*** Matériel fourni ***

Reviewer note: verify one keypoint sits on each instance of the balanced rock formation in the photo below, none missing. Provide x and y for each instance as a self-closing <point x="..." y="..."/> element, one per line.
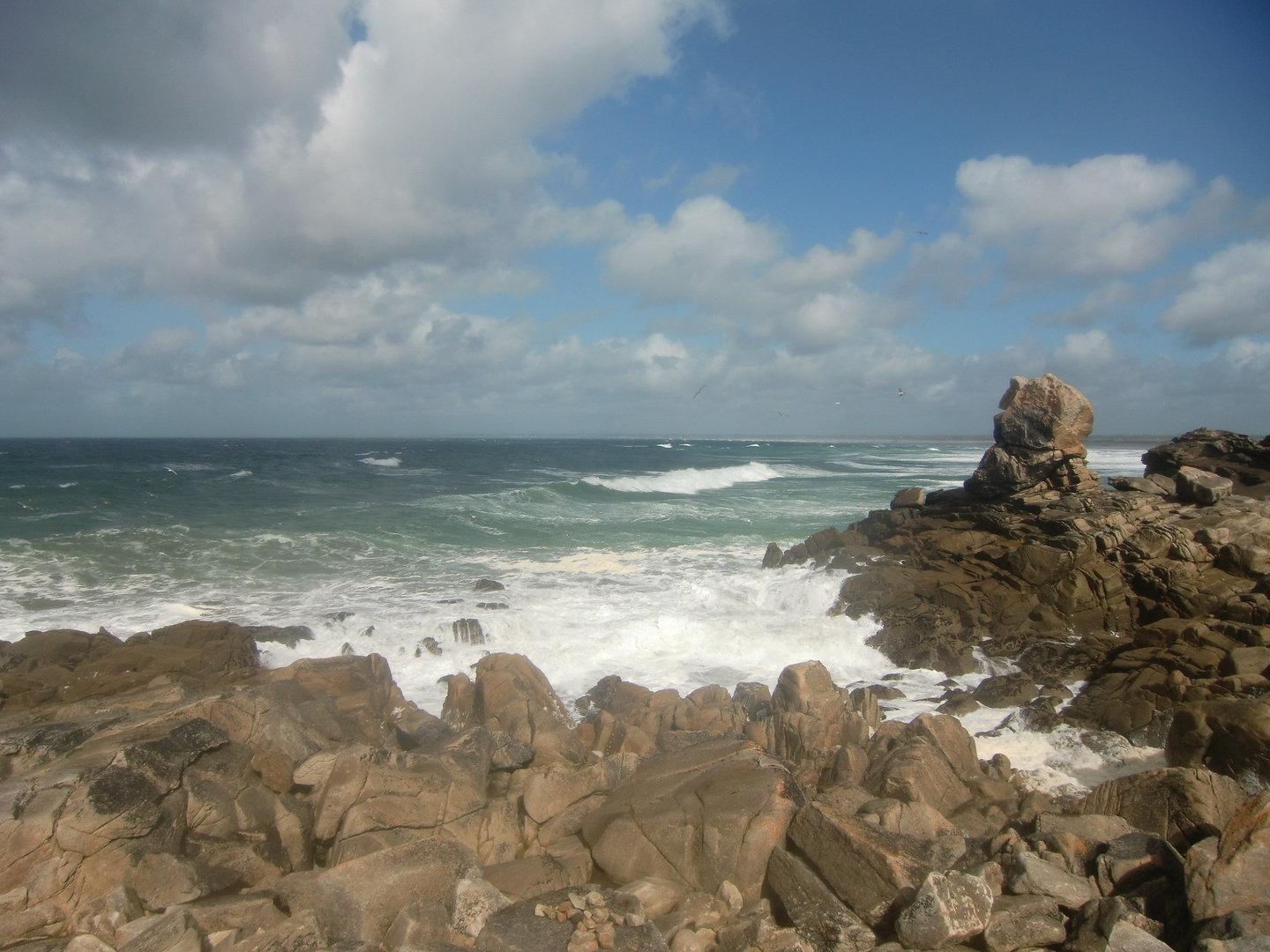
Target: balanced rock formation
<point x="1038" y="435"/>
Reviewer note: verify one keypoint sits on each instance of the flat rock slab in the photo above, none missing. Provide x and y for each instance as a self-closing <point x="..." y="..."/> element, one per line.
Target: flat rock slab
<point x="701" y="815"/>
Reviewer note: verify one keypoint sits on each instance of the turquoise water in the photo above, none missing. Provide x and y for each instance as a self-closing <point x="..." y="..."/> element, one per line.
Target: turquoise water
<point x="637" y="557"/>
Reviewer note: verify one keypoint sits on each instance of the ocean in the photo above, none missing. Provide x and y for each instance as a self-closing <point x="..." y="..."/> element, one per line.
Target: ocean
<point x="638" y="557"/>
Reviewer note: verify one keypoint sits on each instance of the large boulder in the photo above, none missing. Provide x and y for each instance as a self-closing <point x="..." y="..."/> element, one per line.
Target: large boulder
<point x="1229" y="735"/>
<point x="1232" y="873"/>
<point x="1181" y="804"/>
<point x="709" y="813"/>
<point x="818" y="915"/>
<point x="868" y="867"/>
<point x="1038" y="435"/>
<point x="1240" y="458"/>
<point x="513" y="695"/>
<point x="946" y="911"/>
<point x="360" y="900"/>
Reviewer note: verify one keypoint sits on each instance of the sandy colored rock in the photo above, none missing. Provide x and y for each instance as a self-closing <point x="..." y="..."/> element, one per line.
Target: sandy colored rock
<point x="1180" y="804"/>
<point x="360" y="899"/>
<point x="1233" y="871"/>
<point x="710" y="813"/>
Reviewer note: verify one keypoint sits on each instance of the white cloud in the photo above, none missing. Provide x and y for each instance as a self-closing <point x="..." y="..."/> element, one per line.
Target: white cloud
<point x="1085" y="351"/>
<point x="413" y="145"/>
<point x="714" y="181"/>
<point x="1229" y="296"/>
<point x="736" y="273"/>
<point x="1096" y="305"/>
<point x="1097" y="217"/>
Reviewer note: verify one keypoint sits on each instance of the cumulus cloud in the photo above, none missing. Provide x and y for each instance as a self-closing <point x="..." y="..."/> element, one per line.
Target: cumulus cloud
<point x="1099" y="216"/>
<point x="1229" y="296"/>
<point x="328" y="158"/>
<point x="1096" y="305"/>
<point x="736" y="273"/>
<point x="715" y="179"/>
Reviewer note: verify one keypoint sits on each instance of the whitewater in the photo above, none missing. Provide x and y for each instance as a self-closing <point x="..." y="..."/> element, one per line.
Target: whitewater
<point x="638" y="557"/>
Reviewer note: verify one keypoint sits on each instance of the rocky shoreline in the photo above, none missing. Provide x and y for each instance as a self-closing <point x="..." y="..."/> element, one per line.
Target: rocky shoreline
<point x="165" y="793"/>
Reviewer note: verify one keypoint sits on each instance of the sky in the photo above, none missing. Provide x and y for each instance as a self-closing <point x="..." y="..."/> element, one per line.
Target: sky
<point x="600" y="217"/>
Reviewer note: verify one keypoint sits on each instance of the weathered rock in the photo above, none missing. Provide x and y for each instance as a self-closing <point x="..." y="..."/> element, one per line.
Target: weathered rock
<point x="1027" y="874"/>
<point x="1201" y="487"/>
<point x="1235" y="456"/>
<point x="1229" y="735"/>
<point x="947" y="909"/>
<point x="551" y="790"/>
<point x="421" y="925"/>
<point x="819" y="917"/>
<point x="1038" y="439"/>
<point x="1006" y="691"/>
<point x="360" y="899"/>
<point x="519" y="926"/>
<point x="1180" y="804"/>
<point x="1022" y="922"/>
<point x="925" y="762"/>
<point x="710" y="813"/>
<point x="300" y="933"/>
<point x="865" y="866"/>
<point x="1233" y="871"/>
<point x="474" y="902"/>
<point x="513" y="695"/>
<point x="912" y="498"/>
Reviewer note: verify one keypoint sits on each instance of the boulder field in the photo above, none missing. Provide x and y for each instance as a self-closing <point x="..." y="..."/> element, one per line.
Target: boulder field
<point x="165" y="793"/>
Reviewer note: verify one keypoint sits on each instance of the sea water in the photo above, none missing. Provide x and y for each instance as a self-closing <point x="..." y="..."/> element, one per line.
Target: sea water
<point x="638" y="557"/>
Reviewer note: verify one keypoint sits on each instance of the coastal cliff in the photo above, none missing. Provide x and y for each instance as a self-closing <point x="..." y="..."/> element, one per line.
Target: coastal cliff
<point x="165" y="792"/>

***
*** Matériel fourni ***

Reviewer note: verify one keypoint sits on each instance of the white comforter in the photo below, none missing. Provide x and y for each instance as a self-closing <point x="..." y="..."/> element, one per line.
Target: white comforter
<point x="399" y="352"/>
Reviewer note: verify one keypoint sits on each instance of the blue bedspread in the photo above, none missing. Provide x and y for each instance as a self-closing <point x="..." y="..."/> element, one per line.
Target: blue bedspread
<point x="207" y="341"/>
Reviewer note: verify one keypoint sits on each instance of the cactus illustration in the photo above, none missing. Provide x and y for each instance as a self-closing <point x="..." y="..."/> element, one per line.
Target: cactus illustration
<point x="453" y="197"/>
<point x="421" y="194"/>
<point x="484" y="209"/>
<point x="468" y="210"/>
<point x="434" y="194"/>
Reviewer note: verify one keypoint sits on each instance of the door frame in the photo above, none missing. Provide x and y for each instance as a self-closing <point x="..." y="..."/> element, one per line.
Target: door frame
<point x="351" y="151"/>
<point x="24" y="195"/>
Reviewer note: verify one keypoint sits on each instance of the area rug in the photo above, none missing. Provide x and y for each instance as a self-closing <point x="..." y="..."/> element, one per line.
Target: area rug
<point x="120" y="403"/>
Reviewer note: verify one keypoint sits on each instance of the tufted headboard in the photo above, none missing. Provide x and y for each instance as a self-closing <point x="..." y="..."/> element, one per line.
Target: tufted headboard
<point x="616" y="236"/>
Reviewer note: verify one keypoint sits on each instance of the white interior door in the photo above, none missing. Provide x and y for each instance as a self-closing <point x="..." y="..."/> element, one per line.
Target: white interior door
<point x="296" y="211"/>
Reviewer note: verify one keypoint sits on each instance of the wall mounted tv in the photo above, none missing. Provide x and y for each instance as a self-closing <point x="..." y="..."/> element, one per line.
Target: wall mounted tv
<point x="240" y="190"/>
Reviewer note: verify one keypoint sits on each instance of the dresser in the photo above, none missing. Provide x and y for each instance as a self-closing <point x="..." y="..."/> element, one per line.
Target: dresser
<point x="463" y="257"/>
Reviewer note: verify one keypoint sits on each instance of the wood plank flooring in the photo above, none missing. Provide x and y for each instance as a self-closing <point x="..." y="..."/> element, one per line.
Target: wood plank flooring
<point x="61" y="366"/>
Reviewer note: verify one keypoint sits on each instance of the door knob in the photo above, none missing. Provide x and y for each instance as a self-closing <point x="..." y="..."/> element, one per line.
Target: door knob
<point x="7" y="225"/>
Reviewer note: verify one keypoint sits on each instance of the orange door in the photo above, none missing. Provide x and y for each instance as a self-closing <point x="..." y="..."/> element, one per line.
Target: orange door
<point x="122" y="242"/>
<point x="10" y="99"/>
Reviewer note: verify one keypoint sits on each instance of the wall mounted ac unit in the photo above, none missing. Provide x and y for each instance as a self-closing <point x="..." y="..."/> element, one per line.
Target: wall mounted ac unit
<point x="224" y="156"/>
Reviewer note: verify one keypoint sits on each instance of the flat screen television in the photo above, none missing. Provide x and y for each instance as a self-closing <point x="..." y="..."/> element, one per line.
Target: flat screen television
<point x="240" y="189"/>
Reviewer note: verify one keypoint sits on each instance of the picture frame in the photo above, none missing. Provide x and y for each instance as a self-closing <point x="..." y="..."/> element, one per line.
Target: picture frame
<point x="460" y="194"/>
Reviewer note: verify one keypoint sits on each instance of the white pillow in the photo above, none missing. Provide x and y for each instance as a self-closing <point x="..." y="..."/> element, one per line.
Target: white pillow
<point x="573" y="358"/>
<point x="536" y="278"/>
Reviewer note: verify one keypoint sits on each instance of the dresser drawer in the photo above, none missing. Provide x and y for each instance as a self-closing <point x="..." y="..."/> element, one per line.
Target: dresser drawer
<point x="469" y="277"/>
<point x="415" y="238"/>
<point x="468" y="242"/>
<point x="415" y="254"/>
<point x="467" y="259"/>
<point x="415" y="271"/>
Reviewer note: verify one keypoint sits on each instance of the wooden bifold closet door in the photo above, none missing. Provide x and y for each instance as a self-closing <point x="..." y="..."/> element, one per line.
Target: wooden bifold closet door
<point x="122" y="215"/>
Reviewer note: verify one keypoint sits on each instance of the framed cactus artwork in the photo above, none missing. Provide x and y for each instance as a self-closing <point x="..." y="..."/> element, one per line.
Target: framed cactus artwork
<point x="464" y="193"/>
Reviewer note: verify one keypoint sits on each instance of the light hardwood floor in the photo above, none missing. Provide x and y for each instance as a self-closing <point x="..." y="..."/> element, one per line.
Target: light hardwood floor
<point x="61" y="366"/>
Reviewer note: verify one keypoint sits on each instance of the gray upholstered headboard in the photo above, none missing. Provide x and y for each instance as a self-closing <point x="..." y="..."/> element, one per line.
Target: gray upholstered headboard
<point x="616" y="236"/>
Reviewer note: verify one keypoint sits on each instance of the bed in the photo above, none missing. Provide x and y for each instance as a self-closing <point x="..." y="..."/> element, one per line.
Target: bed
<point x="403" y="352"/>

***

# [Consigne]
Extrayez chacune des lignes ci-dessus où figure le mot « cloud ». La casse compte.

# [Réponse]
Reviewer note: verify one keypoint sits on each instance of the white cloud in the photo above, none missing. Provide x and y for each instance as a self-closing <point x="..." y="..."/> element, one per line.
Target: white cloud
Reviewer note: verify one keypoint sits on each instance of the cumulus cloud in the photo above, none missing. Provide x and y for each instance as a self-closing <point x="..." y="..."/> element, one per line.
Target: cumulus cloud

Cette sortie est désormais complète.